Exercise details: Update the items below by changing every "black jacket" to "dark coat" and keeping all other text unchanged.

Records for this exercise:
-- -- --

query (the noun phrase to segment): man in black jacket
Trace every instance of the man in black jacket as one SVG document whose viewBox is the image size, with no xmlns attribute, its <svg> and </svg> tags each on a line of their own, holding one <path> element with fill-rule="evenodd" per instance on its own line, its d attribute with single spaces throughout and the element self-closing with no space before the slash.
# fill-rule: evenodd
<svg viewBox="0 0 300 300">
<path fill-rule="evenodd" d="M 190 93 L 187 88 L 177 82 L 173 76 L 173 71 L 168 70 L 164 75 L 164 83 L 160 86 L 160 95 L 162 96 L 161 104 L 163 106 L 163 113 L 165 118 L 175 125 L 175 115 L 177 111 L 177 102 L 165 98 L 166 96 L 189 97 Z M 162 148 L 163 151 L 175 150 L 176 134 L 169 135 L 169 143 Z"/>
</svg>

-- -- --

Answer:
query (the noun phrase to segment): man in dark coat
Trace every instance of the man in dark coat as one SVG document whose viewBox is the image size, with no xmlns attribute, its <svg> and </svg> tags each on a line of their own, holding one <path> element with fill-rule="evenodd" per instance on its own line, its d attribute with single spaces throughout and the element self-closing with no space before the slash.
# fill-rule: evenodd
<svg viewBox="0 0 300 300">
<path fill-rule="evenodd" d="M 190 93 L 187 88 L 177 82 L 173 76 L 173 71 L 168 70 L 164 75 L 164 83 L 160 86 L 160 95 L 162 96 L 161 104 L 163 106 L 163 113 L 165 118 L 175 125 L 175 115 L 177 111 L 177 102 L 165 98 L 166 96 L 189 97 Z M 162 148 L 163 151 L 175 150 L 176 134 L 169 135 L 169 143 Z"/>
</svg>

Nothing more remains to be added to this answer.